_Tasks to carry out_.
1. Answer these from the passage on smallholder decision-making under uncertainty.
(a) What does the shadow wage express?
(b) To which city do smallholders travel for off-farm work during the off-season?
(c) What risks faced by subsistence households does the passage list?
2. Summarize the passage on smallholder decision-making under uncertainty in two sentences.

Smallholder decision-making under uncertainty
In order to assess the role of fire risk in smallholder decision-making we first develop a suitable household subsistence framework. Decision-making by the subsistence household assumes an expected utility maximization framework comprised primarily of on-farm own labor allocation between various productive activities and time allocated to leisure (Jacoby, 1993). Central to econometric applications of household models when labor markets are found to be incomplete is the estimation of a ‘shadow wage,’ which expresses the opportunity cost of time of adult labor to household production. Jacoby (1993) shows that the empirical realization of the shadow wage is simply the value marginal product of labor as allocated to on-farm labor activities. We assume incomplete labor markets in our sample because smallholders routinely have difficulty obtaining off farm work given that settlements are spread over large areas, and transportation costs and infrastructure are such that off-farm wage employment opportunities are extremely limited in the FLONA. In most cases, off farm work is accomplished via the smallholder traveling to the relatively distant city of Santarém during the off-season to work for extended periods. The estimation of a shadow wage rather than use of a market wage becomes necessary under these circumstances.
Many household studies have addressed how varying degrees of integration into formal labor markets affect household decisions such as level of forest clearing and the corresponding effects on household income and welfare (Shively, 2001a; Pendleton and Howe, 2002; Shively and Fisher, 2004; Angelsen, 1999). The application of household models to examine effects of market characteristics, land policy, technological change and conservation initiatives on subsistence households provides us with a starting point to assess the ways in which accidental fire, fire prevention, and slash-and-burn agriculture enter into the household decision-making process.
The introduction of fire risk into the traditional agricultural household model framework presents itself as a natural extension of the existing literature. Subsistence households face diverse risks including illness (Amacher et al., 2004), crop loss (Kochar, 1999; Fafchamps, 1993), price stochasticity (Barrett, 1999 & Saha, 1994), land confiscation (Amacher et al., 2004) and environmental disasters (Takasaki et al., 2004; Rosenzweig and Binswanger, 1993). It has been demonstrated that household behavior diverges from that of profit maximization in the presence of risk (Barrett, 1999), and subsistence households are therefore assumed to be risk averse. Tradeoffs associated with risk mitigation are reflected in smallholder reluctance to adopt newer or riskier technologies (Shively, 2001b Amacher et al., 1992), and in risk aversion to potentially productive but less secure economic opportunities (Morduch, 1995 & Rosenzweig and Binswanger, 1993).

(Dataset excerpt)
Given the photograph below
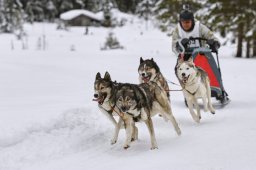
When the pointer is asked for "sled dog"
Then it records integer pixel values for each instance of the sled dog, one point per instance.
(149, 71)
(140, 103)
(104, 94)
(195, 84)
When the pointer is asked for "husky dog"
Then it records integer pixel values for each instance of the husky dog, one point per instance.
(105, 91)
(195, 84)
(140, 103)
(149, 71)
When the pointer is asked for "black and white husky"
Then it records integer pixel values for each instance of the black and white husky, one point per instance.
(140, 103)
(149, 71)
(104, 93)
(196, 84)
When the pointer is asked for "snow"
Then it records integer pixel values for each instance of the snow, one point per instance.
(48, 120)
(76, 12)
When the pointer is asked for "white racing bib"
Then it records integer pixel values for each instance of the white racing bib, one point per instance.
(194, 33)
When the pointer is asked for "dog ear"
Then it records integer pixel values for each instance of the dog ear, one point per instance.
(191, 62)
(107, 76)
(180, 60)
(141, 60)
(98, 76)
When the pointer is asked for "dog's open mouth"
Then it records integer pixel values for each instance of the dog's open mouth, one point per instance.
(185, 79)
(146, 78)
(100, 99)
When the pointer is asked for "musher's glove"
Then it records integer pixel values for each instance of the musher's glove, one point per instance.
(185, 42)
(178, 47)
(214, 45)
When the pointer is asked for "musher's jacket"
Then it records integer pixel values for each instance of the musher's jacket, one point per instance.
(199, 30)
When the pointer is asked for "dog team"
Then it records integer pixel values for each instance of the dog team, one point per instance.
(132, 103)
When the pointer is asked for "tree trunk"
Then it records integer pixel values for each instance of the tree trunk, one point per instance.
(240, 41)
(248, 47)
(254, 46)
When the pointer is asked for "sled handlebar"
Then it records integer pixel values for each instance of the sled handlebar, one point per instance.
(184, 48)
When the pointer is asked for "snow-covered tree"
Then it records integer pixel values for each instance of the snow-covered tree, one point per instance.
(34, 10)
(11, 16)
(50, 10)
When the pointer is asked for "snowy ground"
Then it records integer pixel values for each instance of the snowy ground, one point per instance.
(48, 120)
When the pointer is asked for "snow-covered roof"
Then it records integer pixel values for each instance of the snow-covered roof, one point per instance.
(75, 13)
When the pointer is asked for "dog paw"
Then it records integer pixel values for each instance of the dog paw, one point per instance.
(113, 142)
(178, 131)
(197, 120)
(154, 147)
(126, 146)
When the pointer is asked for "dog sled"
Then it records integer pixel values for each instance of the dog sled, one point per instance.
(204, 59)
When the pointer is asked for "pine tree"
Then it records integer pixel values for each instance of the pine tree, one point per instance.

_Answers to each task_.
1.
(a) The opportunity cost of time of adult labor to household production.
(b) Santarém.
(c) Illness, crop loss, price stochasticity, land confiscation, and environmental disasters.

2. To study fire risk in smallholder decisions, the authors build a household subsistence framework in which households maximize expected utility by allocating their own labor among farm activities and leisure, and they estimate a shadow wage because labor markets in the FLONA are incomplete. Adding fire risk extends the existing household model literature, since subsistence households face many risks, are assumed to be risk averse, and are reluctant to adopt riskier technologies or less secure opportunities.